━━━━━ Excerpt to read ━━━━━

# Ancillotti DHP



## trailadvent (Jun 29, 2004)

Not sure if these have been posted before but man are these frames GORGEOUS

Use there own patented PULLSHOCK technology designed back in the 70s on motoX bikes these guys have an amazing history on 2wheels

any way hawt and different from all the other copy cat stuff out there, nice Oh yeah for all you SP haters its a Single Pivot 

2 Kiwi's juniors rocking these on the WCs too go KIWI's :thumbsup:

*Downhill: Tomaso DHP standard* - *$6500* *(frameset)*

*Geez not cheap
*

























https://www.nzride.com/index.php?option=com_content&view=article&id=279&Itemid=999


----------



## 08nwsula (Oct 19, 2005)

well, these will never be successful


----------



## bxxer rider (Jun 7, 2008)

i think it looks nice, but heavy

thats only reason i can think against it, care to explain why they will never be successful?


----------



## Prettym1k3 (Oct 11, 2005)

Too pricey for a frameset. I mean, crud... that's two frames of almost any other make/model.

And anything with a bolted-on seattube kinda' freaks me out. I prefer things to be welded.


----------



## 08nwsula (Oct 19, 2005)

bxxer rider said:


> care to explain why they will never be successful?


it doesn't have pedals. just kidding. It's waaaay to expensive and lacks adjustability.


----------



## norbar (Jun 5, 2007)

The frame + shock weights 5.2kg so it's not heavy.

I also really doubt the 6500 USD price for the frameset. More likely the whole bike as I've seen a used bike on some uk forum go for 1500-2000 pounds (can't remember exactly)


----------



## bitewerks (May 14, 2009)

*History of DH ?*

Thought I clicked 'new thread'....


----------



## SHIVER ME TIMBERS (Jan 12, 2004)

love the chrome


----------



## buckoW (Feb 7, 2007)

Those bikes ride really well. I see a lot of them around here.


----------



## bxxer rider (Jun 7, 2008)

okay fair enuf, although one thing that concerns me on second thoughts, they are using a really old link? i think it said so


----------



## Flystagg (Nov 14, 2006)

━━━━━ Dataset content ━━━━━

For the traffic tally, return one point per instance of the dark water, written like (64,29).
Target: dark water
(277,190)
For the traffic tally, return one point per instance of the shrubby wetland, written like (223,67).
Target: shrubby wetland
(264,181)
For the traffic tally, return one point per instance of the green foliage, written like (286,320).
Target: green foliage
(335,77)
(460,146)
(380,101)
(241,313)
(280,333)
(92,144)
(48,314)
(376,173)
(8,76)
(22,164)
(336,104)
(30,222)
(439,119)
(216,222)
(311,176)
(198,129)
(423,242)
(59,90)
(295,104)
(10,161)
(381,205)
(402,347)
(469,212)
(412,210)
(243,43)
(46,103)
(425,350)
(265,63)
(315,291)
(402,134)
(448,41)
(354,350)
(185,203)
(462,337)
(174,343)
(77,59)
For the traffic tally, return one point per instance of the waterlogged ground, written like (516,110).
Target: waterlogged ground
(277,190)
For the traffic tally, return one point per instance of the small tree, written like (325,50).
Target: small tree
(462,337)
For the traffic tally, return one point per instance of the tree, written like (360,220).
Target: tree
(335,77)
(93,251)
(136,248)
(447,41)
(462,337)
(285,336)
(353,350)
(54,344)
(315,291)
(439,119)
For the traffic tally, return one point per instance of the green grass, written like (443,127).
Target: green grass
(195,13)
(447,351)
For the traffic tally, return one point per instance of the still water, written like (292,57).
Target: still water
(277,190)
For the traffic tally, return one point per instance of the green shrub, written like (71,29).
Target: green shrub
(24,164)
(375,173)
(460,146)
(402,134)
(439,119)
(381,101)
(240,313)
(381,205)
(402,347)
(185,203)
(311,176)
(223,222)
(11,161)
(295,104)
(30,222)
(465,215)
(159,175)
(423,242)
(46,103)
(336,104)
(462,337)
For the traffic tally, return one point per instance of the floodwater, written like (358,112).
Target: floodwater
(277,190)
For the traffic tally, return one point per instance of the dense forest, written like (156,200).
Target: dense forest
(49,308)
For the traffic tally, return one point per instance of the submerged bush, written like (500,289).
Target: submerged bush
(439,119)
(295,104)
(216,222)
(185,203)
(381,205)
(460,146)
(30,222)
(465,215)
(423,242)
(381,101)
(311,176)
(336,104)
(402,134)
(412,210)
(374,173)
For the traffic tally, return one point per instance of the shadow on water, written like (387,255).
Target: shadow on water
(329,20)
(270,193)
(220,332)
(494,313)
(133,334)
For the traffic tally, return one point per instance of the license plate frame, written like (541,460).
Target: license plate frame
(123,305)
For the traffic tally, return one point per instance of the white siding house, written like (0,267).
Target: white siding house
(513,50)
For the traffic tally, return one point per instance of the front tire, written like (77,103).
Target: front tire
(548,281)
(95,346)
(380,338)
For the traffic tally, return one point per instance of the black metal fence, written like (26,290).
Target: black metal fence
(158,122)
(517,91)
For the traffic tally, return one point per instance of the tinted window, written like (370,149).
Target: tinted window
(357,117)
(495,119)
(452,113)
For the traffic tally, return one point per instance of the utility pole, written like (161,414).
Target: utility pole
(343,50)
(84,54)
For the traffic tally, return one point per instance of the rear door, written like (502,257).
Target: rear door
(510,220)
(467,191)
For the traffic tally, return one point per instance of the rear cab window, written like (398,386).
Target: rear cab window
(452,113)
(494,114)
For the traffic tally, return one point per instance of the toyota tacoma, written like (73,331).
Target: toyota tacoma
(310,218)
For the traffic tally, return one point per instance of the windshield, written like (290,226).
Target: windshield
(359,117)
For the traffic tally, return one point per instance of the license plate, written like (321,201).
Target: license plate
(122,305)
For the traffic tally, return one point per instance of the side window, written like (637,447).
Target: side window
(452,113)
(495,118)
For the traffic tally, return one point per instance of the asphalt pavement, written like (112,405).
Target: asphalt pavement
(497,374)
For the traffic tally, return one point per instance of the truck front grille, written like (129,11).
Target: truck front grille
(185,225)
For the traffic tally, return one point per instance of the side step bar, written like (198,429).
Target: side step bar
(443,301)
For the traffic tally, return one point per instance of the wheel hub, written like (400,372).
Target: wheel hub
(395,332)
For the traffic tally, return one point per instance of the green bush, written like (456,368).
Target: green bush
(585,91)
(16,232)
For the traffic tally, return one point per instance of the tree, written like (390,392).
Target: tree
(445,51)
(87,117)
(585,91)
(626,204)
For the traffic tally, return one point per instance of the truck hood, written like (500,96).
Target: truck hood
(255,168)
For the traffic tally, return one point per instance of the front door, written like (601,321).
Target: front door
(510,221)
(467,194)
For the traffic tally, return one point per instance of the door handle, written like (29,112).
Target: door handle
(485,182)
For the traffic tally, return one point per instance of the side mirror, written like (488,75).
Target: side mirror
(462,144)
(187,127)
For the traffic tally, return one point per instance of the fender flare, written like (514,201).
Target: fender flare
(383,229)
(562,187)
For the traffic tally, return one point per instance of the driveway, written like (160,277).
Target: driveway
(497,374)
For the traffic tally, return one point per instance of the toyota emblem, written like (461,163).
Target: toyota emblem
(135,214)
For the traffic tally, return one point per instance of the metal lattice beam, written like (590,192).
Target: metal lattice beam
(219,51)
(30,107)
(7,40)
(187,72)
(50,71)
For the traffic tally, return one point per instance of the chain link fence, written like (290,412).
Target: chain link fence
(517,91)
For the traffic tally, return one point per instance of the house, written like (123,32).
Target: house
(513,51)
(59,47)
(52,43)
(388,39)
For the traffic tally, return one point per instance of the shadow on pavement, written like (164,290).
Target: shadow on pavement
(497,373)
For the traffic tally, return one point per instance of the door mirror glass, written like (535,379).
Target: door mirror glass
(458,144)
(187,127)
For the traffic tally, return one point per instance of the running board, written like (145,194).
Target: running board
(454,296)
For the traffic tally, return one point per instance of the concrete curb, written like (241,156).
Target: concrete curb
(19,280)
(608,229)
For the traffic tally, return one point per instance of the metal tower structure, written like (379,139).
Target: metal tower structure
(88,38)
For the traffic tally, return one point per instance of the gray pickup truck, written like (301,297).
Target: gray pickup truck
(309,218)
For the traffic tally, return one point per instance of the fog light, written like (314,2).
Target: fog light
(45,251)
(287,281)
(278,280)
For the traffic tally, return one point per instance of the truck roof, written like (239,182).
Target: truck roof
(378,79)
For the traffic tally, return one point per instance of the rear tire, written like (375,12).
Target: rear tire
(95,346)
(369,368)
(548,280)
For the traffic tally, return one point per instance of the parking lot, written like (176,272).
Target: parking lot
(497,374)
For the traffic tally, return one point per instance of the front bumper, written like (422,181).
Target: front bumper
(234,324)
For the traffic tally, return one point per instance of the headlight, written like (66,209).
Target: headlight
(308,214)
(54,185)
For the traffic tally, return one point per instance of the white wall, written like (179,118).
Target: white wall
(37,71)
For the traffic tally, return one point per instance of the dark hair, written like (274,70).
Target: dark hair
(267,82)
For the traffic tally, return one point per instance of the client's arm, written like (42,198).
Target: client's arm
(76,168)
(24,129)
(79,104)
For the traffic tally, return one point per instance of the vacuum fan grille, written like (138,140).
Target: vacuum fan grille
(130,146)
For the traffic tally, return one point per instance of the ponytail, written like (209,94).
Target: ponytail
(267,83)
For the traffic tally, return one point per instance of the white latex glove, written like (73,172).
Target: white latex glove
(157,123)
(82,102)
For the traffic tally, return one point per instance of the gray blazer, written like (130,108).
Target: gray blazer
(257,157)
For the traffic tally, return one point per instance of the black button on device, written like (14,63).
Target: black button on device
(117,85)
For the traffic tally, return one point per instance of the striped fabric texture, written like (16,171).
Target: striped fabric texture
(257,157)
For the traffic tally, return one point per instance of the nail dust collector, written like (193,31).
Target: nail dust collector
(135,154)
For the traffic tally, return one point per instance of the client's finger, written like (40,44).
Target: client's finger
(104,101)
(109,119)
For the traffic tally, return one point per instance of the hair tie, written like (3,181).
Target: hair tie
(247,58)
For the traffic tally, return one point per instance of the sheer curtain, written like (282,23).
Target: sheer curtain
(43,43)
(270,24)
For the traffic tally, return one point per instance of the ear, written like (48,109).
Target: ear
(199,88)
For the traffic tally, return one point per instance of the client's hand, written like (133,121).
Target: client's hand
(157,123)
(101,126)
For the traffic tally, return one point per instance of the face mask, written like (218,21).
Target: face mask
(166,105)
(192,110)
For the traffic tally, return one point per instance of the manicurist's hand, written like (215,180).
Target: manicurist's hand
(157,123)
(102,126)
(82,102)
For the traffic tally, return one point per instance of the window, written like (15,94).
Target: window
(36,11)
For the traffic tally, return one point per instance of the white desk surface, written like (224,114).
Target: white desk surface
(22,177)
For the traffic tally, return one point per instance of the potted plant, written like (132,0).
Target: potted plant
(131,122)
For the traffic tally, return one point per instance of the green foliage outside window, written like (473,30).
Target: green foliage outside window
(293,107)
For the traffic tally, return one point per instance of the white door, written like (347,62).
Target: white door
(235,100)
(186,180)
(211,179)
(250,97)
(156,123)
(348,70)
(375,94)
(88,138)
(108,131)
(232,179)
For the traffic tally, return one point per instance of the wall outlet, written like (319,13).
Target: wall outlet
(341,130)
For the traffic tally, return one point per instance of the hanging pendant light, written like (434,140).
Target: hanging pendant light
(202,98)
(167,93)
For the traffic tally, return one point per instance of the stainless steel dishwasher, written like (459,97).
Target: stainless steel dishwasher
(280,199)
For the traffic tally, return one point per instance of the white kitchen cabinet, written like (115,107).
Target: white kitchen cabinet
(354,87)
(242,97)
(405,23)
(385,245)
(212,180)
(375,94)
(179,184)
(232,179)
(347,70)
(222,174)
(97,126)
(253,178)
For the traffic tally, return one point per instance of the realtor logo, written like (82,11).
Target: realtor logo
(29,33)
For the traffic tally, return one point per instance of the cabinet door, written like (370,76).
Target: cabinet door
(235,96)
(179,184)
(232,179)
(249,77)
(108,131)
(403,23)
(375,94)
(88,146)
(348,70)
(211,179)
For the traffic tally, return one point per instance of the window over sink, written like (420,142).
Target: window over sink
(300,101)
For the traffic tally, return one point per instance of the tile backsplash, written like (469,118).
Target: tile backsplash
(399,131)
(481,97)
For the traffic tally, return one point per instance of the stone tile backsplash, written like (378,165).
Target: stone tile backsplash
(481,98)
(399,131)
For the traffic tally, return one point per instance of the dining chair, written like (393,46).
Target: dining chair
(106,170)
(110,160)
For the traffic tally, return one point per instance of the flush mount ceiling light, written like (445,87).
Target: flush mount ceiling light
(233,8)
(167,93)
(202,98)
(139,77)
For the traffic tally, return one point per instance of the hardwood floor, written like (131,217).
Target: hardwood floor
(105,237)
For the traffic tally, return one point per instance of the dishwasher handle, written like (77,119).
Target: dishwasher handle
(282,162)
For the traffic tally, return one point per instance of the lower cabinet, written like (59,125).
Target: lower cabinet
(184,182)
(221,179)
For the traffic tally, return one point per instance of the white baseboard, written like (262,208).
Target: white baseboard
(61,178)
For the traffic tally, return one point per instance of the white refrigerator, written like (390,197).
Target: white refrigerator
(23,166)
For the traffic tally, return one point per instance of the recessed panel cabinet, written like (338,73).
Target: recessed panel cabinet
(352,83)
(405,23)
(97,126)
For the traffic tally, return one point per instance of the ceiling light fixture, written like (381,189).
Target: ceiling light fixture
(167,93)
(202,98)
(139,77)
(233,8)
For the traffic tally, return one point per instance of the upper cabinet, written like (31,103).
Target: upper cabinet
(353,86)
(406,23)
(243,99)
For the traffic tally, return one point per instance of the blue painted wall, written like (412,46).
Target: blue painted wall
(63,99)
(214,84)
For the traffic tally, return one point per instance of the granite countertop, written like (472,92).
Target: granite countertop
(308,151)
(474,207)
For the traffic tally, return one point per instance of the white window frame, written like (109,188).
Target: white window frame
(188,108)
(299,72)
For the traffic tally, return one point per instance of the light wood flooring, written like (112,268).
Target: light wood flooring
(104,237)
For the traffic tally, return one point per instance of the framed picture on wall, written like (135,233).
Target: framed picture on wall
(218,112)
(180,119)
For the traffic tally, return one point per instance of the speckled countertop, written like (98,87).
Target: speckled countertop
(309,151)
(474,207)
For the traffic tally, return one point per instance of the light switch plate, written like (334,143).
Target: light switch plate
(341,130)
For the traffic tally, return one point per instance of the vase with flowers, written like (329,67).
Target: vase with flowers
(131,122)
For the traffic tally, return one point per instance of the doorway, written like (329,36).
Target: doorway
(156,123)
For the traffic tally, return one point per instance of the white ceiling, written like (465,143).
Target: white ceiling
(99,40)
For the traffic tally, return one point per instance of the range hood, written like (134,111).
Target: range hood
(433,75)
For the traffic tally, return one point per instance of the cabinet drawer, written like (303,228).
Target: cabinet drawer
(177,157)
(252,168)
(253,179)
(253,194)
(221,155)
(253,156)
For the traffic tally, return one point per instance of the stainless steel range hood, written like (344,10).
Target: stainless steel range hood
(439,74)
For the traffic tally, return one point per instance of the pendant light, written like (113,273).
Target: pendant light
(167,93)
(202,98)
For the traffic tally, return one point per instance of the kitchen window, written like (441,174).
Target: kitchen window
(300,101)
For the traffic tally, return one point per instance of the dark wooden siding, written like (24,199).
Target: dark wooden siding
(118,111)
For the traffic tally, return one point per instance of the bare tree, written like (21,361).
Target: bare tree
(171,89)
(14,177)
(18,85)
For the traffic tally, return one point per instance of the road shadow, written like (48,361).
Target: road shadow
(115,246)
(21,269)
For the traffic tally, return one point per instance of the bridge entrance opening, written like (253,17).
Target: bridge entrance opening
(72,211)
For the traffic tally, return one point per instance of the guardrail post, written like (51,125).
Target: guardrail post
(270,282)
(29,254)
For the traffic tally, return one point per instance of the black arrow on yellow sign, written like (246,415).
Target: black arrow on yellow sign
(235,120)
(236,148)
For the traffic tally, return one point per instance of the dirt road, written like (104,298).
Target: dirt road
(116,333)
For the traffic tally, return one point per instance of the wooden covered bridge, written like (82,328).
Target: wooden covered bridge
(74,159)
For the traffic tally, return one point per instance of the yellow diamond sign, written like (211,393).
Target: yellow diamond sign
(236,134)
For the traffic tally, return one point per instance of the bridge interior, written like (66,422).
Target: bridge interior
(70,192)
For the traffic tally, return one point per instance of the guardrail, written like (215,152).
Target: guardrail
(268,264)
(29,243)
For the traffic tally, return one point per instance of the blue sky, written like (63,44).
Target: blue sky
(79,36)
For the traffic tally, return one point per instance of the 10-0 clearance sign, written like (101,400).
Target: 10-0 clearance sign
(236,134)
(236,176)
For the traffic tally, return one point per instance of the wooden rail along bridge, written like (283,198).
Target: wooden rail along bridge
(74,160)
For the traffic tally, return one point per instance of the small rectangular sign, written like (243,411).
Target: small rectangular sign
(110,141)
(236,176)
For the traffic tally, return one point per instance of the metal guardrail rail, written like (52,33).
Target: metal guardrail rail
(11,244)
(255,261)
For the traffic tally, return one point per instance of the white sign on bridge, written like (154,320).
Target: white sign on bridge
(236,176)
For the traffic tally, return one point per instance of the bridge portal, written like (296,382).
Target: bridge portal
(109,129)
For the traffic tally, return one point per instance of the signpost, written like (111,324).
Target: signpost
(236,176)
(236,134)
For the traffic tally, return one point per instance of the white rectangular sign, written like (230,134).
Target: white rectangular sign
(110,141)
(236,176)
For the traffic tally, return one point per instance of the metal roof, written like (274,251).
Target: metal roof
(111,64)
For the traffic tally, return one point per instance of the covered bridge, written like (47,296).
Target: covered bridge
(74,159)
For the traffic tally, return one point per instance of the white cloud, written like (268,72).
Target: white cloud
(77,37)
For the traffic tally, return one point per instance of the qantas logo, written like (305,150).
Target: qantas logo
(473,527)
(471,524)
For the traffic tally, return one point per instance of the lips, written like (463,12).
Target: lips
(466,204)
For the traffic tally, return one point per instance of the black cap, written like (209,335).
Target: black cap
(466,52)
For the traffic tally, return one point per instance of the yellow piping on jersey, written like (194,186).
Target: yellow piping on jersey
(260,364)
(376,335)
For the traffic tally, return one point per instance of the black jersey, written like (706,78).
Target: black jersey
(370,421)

━━━━━

**What is being asked**
Supply the next part of the forum thread on the Ancillotti DHP frame, picking up right after its final line.

**Task answer**
that doesn't look like a pull shock to me. I'm sure its a nice bike, but not really my style


----------



## Hack On Wheels (Apr 29, 2006)

They call it Pull Shock though, I believe it is referring to how the swingarm pulls on a link that drives the shock.


----------



## trailadvent (Jun 29, 2004)

Geez guys maybe do some research before using ya twitter finger to talk!

These guys have a huge history in both MTB and Moto

These guys developed PULL SHOCK technology and a number of other technologies in Moto and MTB!

If you consider successful by selling out or being a Corporate MTB enitiy who owns MTB companies then no!

These guys build these bikes from there home! Everything is custom handmade, and they've been around along time, they've won WCs National races in DH they were far ahead in th 90s in terms of GEO and design and in Eurpoe have always been well regarded, some like here I''d say even envious by the 15yo coments from some!

Everything does not revolve around the US believe it or not, and since the US !

Look into more FWIW if ya have a passion for bikes which I doubt from some reading here!
http://www.ancillotti.com/downhill_tomaso_dhp.htm

Also if y had clicked on the link I origonally provided you would ave read how well our juniors guys have been doing on these exact rigs!

Least some here have some clues, just when I'm about to give up some good heads prevail:thumbsup:


----------



## Flystagg (Nov 14, 2006)

Ok you buy one then, I personally don't like the way it looks.


----------



## trailadvent (Jun 29, 2004)

Flystagg said:


> Ok you buy one then, I personally don't like the way it looks.


I would if I could but tha'ts New Zealand dollars, and was not the point of the post I was posting because it was something different and they have a rich history which I enjoy in cycling myself, ya don't have to like it, thats cool thats your perogative!

I was just sharing, that's what makes the world go around, Im not abot sameness I like things that are different myself, plus Im not trying to sell anything to anyone!

Just make some informed critisim is all I expect, maybe that's too much :thumbsup:


----------



## Lelandjt (Feb 22, 2008)

I just looked at the pics on their web site and that is a standard push shock, not a pull shock. You can see a dogbone hanging from the swingarm that pulls a link that _compresses_ rather than extends the shock. Here's a pull shock:


----------



## trailadvent (Jun 29, 2004)

Lelandjt said:


> I just looked at the pics on their web site and that is a standard push shock, not a pull shock. You can see a dogbone hanging from the swingarm that pulls a link that _compresses_ rather than extends the shock. Here's a pull shock:


Correct I may not have been clear about that but I thought people would follow the link to read first before commenting!


Pull rather than Push a rather simple but important concept.
The starting point is the premise that Pull or Push are not at all the same, indeed, for certain applications it is just not possible to use the Push system.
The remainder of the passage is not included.